### Material provided
——————————

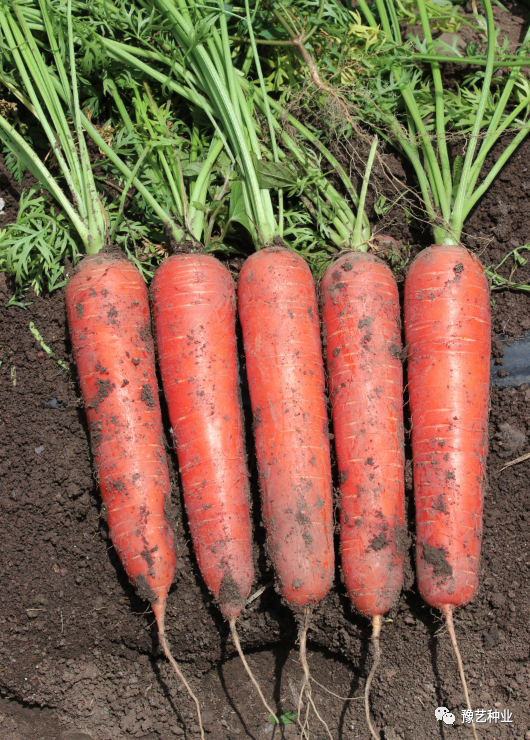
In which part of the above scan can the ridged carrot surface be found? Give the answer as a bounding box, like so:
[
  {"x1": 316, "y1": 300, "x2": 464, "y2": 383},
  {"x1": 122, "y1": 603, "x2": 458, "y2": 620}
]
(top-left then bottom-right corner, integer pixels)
[
  {"x1": 405, "y1": 245, "x2": 491, "y2": 608},
  {"x1": 66, "y1": 255, "x2": 176, "y2": 624},
  {"x1": 238, "y1": 247, "x2": 334, "y2": 607},
  {"x1": 322, "y1": 252, "x2": 406, "y2": 616},
  {"x1": 151, "y1": 254, "x2": 254, "y2": 618}
]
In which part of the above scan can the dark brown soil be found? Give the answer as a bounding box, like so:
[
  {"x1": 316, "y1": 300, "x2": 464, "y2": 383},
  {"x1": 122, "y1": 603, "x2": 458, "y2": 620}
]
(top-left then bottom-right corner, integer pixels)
[{"x1": 0, "y1": 2, "x2": 530, "y2": 740}]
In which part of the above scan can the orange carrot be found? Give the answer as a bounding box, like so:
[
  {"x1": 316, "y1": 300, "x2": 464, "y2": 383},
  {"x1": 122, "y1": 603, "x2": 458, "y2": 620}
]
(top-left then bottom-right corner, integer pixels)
[
  {"x1": 66, "y1": 254, "x2": 202, "y2": 733},
  {"x1": 151, "y1": 254, "x2": 274, "y2": 715},
  {"x1": 238, "y1": 247, "x2": 334, "y2": 736},
  {"x1": 405, "y1": 244, "x2": 491, "y2": 736},
  {"x1": 322, "y1": 252, "x2": 406, "y2": 738}
]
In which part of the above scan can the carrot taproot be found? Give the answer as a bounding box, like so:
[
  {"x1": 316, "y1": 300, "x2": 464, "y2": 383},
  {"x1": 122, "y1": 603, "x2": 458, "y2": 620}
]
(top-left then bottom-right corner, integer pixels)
[
  {"x1": 238, "y1": 247, "x2": 334, "y2": 736},
  {"x1": 321, "y1": 252, "x2": 407, "y2": 738},
  {"x1": 66, "y1": 253, "x2": 203, "y2": 734},
  {"x1": 405, "y1": 244, "x2": 491, "y2": 736},
  {"x1": 147, "y1": 254, "x2": 275, "y2": 716}
]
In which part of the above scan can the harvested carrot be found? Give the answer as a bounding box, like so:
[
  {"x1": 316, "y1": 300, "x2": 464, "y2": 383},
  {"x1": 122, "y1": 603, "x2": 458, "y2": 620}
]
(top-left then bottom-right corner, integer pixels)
[
  {"x1": 151, "y1": 254, "x2": 274, "y2": 715},
  {"x1": 238, "y1": 247, "x2": 334, "y2": 736},
  {"x1": 405, "y1": 244, "x2": 491, "y2": 737},
  {"x1": 66, "y1": 254, "x2": 202, "y2": 734},
  {"x1": 321, "y1": 252, "x2": 407, "y2": 740}
]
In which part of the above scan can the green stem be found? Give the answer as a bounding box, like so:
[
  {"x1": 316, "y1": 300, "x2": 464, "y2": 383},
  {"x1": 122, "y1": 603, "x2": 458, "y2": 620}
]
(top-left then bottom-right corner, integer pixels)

——————————

### Given exercise
Rewrite each of the records above with "scan" swapped for "photo" wherever it occurs, keeping everything else unchanged. Leave the pictures out of your answer.

### Complete output
In which part of the above photo can the ridged carrot surface be found? Give the answer as a bounding box, like so:
[
  {"x1": 316, "y1": 300, "x2": 464, "y2": 383},
  {"x1": 122, "y1": 603, "x2": 458, "y2": 620}
]
(top-left then bottom-right corner, integer pixels)
[
  {"x1": 405, "y1": 245, "x2": 491, "y2": 608},
  {"x1": 66, "y1": 255, "x2": 176, "y2": 624},
  {"x1": 238, "y1": 247, "x2": 334, "y2": 607},
  {"x1": 322, "y1": 252, "x2": 406, "y2": 616},
  {"x1": 151, "y1": 254, "x2": 254, "y2": 618}
]
In which part of the above photo can the dark brown soil be found? Give the answer as a bounding box, like so:
[
  {"x1": 316, "y1": 300, "x2": 464, "y2": 383},
  {"x1": 122, "y1": 603, "x2": 458, "y2": 620}
]
(top-left then bottom-right corner, integer pixels)
[{"x1": 0, "y1": 2, "x2": 530, "y2": 740}]
In which part of the above photo can the orange carrot be found? Give the answer as a bounding box, like so:
[
  {"x1": 316, "y1": 300, "x2": 464, "y2": 383},
  {"x1": 122, "y1": 603, "x2": 458, "y2": 620}
]
(top-left then bottom-right corner, integer pixels)
[
  {"x1": 66, "y1": 254, "x2": 202, "y2": 733},
  {"x1": 151, "y1": 254, "x2": 274, "y2": 715},
  {"x1": 238, "y1": 247, "x2": 334, "y2": 736},
  {"x1": 405, "y1": 244, "x2": 491, "y2": 736},
  {"x1": 322, "y1": 252, "x2": 406, "y2": 738}
]
In which part of the above photo can the carrot taproot be found? Give the answer as a bounding box, like so:
[
  {"x1": 316, "y1": 300, "x2": 464, "y2": 383},
  {"x1": 122, "y1": 603, "x2": 458, "y2": 620}
]
(top-left then bottom-right corner, integer pixels)
[
  {"x1": 238, "y1": 247, "x2": 334, "y2": 736},
  {"x1": 321, "y1": 252, "x2": 407, "y2": 738},
  {"x1": 66, "y1": 253, "x2": 203, "y2": 734},
  {"x1": 405, "y1": 244, "x2": 491, "y2": 736},
  {"x1": 147, "y1": 254, "x2": 275, "y2": 716}
]
In which part of the above photo can the harvested carrot be found? Give the answer as a bounding box, like so:
[
  {"x1": 316, "y1": 300, "x2": 464, "y2": 383},
  {"x1": 122, "y1": 603, "x2": 458, "y2": 620}
]
(top-left then bottom-right corner, integer pixels)
[
  {"x1": 151, "y1": 254, "x2": 274, "y2": 715},
  {"x1": 238, "y1": 247, "x2": 334, "y2": 736},
  {"x1": 405, "y1": 244, "x2": 491, "y2": 737},
  {"x1": 66, "y1": 254, "x2": 202, "y2": 734},
  {"x1": 321, "y1": 252, "x2": 407, "y2": 740}
]
In which part of the above photo can the green stem be found? Give the answer as a bounding box, like so:
[
  {"x1": 316, "y1": 300, "x2": 464, "y2": 383},
  {"x1": 122, "y1": 603, "x2": 458, "y2": 620}
]
(top-left then bottom-right corner, integer pixels)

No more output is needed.